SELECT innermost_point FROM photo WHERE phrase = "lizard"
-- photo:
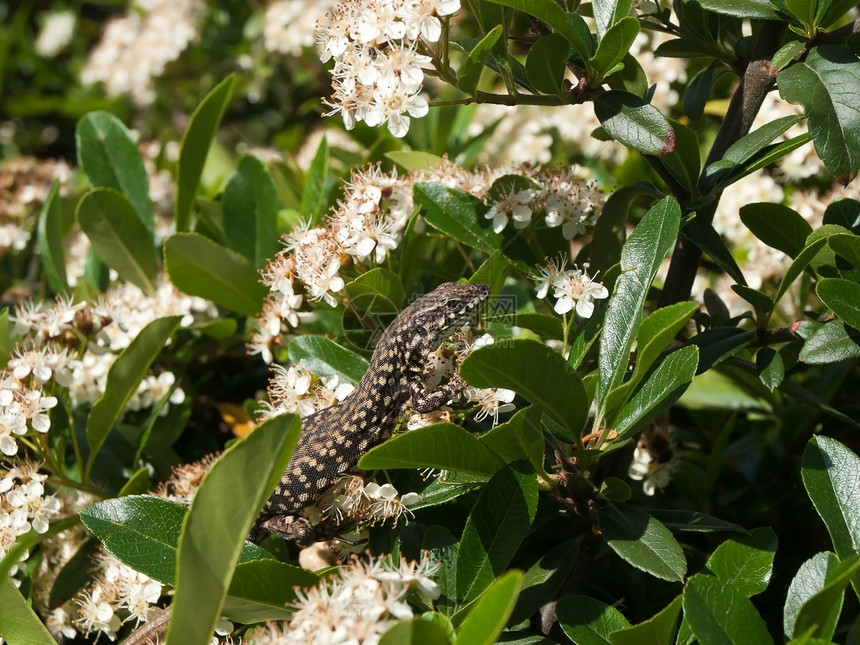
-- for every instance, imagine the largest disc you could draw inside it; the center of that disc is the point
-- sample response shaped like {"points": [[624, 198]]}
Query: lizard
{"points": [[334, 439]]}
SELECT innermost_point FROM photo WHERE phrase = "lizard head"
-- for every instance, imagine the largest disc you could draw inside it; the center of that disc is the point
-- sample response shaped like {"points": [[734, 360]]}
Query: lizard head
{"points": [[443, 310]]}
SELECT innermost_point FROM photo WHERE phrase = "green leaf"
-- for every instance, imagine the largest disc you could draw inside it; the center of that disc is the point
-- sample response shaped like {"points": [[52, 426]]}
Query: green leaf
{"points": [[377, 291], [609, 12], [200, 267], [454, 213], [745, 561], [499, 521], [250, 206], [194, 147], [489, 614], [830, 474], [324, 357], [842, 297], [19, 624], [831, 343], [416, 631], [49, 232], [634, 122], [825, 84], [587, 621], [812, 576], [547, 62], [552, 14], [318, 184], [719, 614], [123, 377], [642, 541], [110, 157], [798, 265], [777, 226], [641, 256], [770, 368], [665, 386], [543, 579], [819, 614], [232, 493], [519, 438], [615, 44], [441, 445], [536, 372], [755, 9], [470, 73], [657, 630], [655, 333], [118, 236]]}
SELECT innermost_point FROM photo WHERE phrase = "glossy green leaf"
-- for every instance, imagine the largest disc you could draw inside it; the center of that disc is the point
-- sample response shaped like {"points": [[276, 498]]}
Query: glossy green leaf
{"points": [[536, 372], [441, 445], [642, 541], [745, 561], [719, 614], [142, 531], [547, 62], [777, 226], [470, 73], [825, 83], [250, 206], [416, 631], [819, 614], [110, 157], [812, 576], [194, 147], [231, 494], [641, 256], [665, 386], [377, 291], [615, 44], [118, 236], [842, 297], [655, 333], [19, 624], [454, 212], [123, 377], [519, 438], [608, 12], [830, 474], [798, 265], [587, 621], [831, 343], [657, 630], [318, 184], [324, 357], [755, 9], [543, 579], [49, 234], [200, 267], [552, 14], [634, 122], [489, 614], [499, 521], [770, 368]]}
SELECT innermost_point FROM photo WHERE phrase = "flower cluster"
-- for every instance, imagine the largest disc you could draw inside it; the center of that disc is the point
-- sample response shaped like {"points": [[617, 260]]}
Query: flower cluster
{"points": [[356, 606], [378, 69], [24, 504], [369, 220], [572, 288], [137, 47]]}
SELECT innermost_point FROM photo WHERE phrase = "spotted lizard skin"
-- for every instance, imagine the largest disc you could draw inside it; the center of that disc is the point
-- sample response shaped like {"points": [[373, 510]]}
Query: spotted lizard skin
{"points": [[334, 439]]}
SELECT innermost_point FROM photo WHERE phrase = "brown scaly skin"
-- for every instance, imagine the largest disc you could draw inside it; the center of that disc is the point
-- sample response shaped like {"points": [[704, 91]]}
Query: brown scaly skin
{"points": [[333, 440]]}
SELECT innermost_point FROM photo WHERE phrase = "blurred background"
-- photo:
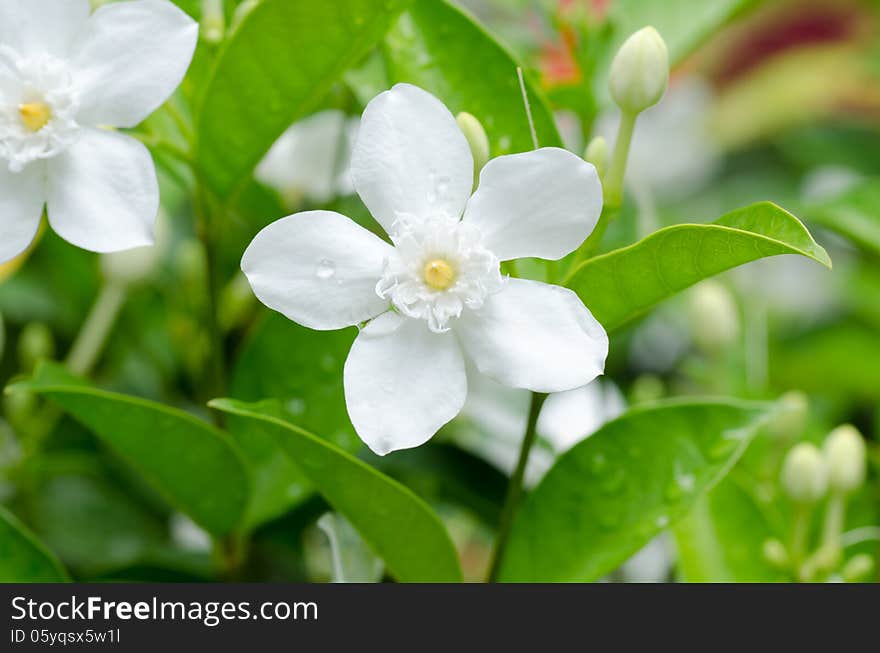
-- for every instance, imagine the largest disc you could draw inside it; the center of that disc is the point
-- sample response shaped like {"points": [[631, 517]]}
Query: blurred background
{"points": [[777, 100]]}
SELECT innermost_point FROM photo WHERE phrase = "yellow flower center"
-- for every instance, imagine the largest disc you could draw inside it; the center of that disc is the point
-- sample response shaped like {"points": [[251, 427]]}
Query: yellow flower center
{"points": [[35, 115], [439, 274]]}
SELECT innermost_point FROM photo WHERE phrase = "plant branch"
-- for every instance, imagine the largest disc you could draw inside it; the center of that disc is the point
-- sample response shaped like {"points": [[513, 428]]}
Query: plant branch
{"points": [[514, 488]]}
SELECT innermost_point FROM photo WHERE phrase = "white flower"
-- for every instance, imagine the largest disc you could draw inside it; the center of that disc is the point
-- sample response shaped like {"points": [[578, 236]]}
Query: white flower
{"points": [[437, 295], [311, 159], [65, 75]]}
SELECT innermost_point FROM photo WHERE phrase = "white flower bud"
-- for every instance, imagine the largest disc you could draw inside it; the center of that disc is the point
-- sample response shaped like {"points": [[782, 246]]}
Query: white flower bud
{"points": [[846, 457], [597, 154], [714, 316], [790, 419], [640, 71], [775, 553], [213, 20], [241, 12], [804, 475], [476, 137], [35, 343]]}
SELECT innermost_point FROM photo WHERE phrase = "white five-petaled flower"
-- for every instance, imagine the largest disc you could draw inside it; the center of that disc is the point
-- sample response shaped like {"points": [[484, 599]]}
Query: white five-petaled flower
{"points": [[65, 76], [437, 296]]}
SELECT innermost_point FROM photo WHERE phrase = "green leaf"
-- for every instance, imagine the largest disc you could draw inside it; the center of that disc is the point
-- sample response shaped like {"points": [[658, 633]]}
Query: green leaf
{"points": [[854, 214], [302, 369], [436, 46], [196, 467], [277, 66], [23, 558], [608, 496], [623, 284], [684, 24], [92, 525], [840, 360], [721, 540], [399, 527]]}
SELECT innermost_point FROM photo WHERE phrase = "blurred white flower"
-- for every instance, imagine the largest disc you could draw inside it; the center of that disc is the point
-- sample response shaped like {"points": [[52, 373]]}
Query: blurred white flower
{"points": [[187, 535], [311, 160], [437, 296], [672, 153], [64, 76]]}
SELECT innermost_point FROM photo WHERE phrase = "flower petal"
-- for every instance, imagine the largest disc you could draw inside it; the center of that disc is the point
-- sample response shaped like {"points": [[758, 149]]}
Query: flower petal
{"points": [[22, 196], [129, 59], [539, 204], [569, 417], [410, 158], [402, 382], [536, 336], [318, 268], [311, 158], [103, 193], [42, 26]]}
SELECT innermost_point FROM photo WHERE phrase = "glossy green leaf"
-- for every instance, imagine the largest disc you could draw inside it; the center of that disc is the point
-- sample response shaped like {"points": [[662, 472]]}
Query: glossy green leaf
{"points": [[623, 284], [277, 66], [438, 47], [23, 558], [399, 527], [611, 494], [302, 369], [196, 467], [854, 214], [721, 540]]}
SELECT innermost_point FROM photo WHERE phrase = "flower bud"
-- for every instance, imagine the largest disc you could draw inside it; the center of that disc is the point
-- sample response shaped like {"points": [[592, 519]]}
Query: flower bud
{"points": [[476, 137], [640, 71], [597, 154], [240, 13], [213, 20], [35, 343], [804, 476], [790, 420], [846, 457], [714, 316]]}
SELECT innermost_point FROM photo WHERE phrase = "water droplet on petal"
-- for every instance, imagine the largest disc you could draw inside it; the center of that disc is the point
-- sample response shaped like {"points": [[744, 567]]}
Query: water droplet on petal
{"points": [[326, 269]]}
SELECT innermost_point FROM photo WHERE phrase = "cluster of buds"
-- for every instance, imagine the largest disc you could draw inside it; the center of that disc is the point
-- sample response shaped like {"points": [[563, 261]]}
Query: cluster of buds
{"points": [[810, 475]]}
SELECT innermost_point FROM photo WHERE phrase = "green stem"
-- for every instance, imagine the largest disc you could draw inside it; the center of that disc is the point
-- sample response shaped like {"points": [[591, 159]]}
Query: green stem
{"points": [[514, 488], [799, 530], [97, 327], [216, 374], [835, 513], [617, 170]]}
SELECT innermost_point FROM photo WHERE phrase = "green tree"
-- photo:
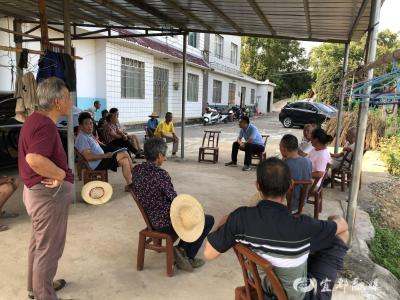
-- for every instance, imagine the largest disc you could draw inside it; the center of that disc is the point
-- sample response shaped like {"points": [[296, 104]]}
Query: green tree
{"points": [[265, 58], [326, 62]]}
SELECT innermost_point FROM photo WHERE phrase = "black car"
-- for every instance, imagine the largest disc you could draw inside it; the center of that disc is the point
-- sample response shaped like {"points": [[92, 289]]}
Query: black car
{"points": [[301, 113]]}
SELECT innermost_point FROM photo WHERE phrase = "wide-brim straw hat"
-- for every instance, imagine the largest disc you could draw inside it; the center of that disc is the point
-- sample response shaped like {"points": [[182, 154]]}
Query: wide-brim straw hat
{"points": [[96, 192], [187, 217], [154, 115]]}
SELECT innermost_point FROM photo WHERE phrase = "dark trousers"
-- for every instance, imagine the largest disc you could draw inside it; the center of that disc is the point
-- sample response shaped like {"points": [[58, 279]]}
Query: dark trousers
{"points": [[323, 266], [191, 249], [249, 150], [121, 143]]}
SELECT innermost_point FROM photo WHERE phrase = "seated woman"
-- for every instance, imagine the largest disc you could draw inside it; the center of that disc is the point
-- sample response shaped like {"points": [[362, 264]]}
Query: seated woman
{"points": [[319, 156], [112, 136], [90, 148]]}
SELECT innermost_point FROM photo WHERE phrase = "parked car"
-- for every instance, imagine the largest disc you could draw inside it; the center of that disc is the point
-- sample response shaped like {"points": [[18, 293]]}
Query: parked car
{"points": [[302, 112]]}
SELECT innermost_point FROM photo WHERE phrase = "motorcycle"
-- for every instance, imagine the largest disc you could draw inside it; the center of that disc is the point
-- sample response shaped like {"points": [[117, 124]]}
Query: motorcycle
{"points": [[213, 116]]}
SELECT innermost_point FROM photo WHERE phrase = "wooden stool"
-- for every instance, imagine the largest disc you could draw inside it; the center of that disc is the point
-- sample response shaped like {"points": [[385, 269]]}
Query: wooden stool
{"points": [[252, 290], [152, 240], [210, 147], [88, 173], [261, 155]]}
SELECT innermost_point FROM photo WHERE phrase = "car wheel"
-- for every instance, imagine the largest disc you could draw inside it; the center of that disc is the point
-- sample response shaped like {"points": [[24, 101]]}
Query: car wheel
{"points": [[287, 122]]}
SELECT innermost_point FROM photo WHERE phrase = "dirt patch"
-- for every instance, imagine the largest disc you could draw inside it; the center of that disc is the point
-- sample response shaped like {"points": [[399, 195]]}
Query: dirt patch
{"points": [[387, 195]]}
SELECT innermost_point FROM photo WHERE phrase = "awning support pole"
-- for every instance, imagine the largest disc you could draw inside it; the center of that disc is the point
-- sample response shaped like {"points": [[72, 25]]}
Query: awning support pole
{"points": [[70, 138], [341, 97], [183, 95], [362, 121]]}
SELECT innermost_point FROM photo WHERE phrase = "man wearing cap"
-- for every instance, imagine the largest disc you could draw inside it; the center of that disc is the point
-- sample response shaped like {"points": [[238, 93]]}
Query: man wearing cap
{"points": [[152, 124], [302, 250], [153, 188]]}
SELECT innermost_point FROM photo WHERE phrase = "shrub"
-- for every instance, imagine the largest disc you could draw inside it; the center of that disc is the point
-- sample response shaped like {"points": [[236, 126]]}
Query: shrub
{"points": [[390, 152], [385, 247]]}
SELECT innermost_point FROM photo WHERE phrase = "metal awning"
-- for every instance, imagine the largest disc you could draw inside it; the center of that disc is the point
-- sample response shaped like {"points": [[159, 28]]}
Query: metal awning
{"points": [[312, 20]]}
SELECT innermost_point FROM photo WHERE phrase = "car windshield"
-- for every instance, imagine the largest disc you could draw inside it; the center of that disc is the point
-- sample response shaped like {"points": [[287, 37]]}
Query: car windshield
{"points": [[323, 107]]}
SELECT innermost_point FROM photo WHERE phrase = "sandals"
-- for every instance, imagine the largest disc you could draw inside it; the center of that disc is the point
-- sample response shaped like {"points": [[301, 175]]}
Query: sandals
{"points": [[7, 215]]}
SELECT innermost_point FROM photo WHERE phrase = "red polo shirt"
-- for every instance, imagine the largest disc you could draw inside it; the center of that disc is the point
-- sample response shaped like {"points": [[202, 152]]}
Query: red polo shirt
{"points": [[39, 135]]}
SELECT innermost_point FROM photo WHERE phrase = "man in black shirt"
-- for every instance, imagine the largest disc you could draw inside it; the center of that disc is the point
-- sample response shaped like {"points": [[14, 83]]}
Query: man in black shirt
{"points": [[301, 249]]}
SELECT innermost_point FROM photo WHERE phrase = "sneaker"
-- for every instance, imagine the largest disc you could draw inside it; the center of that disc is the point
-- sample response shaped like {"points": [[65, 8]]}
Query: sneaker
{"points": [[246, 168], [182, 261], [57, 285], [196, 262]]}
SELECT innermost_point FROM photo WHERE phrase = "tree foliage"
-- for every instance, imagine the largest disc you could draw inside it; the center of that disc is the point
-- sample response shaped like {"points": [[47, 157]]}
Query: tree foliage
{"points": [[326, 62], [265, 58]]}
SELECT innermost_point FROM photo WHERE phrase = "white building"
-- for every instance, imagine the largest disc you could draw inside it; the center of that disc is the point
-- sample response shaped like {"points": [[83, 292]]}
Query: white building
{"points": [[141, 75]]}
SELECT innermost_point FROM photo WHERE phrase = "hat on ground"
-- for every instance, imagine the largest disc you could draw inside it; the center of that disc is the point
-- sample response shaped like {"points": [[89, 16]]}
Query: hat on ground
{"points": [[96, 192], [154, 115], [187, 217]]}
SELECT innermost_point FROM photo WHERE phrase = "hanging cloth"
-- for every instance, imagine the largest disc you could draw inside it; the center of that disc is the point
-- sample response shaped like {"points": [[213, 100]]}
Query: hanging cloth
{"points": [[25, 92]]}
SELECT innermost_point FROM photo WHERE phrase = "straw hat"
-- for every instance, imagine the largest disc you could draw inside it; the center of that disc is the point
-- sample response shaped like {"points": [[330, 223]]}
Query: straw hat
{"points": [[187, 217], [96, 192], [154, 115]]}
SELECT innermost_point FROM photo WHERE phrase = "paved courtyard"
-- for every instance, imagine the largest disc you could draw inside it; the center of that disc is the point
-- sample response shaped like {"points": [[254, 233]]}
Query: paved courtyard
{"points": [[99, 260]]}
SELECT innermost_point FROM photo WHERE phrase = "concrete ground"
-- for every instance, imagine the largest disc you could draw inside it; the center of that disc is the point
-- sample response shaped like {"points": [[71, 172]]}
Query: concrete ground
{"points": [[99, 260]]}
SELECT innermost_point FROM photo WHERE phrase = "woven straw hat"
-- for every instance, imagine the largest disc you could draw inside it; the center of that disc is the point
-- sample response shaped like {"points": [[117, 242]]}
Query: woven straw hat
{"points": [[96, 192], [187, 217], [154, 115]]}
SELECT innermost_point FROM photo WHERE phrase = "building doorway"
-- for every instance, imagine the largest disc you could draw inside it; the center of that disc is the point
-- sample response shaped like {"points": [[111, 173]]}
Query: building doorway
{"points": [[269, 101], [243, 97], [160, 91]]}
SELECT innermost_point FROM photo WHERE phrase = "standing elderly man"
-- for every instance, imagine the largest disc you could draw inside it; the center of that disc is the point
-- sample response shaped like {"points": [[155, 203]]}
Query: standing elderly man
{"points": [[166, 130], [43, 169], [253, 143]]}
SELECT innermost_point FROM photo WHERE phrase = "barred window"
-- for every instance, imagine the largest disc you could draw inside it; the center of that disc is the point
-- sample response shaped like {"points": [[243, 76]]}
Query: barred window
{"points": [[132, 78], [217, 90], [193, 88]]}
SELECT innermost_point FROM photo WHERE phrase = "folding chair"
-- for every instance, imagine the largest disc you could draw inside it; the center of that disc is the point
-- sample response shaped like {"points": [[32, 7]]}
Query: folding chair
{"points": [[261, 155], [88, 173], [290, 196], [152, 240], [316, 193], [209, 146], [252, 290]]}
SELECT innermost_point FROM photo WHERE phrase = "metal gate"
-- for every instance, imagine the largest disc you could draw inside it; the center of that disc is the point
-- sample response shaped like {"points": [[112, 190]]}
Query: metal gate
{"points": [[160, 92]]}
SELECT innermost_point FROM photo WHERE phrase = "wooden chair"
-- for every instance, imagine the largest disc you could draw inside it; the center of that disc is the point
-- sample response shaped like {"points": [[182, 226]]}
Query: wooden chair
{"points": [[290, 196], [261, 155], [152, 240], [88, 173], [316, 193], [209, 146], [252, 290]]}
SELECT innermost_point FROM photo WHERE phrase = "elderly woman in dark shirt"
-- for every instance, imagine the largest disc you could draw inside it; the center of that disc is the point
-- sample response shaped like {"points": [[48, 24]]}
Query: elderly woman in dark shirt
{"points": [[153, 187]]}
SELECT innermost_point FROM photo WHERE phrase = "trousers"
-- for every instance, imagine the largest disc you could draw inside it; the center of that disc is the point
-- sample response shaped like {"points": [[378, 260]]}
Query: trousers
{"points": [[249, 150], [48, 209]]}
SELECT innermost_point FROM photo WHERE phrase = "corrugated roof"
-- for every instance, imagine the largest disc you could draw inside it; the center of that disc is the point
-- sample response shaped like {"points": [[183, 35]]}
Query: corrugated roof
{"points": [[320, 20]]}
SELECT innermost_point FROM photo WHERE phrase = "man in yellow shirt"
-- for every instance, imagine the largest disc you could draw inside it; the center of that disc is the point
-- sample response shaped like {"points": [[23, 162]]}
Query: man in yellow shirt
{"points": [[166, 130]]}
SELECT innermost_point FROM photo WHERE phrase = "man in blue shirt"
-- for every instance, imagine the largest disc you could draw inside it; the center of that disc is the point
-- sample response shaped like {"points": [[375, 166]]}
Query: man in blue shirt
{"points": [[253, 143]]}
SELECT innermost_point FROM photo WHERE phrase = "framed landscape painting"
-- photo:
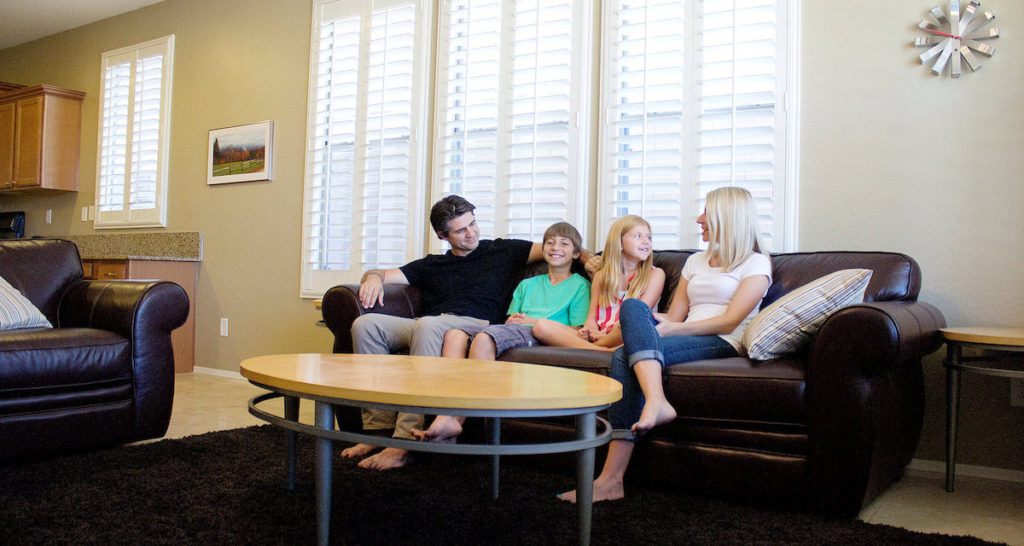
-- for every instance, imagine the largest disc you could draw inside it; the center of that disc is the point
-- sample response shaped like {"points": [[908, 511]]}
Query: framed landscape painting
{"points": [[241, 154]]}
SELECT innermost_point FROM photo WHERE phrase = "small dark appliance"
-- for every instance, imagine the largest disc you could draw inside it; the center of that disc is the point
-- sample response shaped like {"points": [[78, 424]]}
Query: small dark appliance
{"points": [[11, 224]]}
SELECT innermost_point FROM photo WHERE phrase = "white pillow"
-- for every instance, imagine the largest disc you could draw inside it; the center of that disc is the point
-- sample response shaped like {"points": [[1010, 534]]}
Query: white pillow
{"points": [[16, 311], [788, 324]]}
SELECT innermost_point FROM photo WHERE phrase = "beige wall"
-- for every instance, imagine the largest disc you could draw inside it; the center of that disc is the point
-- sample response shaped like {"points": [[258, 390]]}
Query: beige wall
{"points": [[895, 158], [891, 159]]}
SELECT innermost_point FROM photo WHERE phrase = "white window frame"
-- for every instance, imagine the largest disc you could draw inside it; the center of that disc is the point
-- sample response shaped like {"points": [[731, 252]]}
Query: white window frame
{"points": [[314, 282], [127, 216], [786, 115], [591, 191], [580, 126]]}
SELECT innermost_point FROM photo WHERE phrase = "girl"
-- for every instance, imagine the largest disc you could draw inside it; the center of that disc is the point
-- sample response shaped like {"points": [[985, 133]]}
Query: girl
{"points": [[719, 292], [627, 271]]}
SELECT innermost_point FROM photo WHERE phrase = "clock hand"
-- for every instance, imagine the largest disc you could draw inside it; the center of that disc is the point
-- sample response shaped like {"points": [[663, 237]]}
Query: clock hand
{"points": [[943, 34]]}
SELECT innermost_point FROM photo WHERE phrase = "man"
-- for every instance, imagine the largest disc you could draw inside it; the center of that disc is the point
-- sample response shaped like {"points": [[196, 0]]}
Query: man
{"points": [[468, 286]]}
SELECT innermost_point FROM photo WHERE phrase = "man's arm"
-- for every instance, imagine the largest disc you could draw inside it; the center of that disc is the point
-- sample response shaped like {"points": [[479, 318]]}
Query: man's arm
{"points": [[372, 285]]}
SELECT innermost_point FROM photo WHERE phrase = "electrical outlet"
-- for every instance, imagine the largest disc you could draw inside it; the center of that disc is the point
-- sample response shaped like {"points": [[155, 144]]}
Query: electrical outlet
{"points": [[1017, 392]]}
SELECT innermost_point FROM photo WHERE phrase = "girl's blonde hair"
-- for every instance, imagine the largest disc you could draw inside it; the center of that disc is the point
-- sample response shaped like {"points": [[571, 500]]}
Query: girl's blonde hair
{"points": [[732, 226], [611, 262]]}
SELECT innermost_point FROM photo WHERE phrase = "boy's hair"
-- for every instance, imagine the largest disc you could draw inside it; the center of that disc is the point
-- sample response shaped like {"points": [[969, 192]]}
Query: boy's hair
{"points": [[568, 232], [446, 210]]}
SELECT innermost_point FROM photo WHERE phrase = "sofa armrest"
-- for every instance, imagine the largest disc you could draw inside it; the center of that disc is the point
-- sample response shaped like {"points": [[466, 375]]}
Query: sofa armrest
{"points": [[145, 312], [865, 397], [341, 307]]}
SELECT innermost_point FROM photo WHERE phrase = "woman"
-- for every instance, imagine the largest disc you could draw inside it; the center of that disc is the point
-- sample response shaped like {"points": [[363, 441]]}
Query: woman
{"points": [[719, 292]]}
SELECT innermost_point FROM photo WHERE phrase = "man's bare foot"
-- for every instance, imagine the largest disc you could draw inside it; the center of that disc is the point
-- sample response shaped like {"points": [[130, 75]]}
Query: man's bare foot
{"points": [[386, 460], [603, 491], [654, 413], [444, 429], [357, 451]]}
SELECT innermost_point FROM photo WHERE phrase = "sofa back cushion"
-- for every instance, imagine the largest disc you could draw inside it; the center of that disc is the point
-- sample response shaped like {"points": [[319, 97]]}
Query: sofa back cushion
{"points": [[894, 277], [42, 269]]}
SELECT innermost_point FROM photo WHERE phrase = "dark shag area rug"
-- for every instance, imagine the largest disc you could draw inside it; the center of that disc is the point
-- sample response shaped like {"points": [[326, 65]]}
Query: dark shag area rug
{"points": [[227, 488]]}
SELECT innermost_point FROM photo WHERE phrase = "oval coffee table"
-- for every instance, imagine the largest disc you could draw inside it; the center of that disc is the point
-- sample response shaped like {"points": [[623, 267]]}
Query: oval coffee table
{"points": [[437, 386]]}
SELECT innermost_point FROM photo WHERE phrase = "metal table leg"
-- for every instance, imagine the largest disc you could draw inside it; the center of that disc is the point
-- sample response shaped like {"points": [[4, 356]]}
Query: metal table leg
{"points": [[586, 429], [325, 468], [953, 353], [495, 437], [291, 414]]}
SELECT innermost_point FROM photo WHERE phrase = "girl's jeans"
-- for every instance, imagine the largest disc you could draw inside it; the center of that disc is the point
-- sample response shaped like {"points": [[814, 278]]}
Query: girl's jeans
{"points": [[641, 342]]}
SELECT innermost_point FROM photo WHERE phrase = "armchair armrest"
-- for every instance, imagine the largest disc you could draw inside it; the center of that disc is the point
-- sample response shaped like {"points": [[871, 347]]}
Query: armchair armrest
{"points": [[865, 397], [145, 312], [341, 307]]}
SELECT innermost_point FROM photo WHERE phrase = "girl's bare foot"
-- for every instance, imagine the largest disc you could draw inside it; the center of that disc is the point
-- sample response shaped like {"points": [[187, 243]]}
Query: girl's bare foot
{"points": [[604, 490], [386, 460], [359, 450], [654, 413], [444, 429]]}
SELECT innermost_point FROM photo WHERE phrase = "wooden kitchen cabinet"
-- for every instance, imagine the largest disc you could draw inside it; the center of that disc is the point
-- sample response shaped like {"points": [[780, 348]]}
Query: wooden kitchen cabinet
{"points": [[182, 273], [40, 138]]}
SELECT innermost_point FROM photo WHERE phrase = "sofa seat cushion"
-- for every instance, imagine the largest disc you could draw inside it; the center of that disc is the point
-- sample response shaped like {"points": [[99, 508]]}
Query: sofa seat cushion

+ + + +

● **Directive**
Pull out every line of the rows above that contains the word "blonde", and copy each of those lines unchanged.

● **Correct response**
SELECT innermost_point FROM photo WHERE phrase = "girl's blonde hair"
Query: girl's blonde hair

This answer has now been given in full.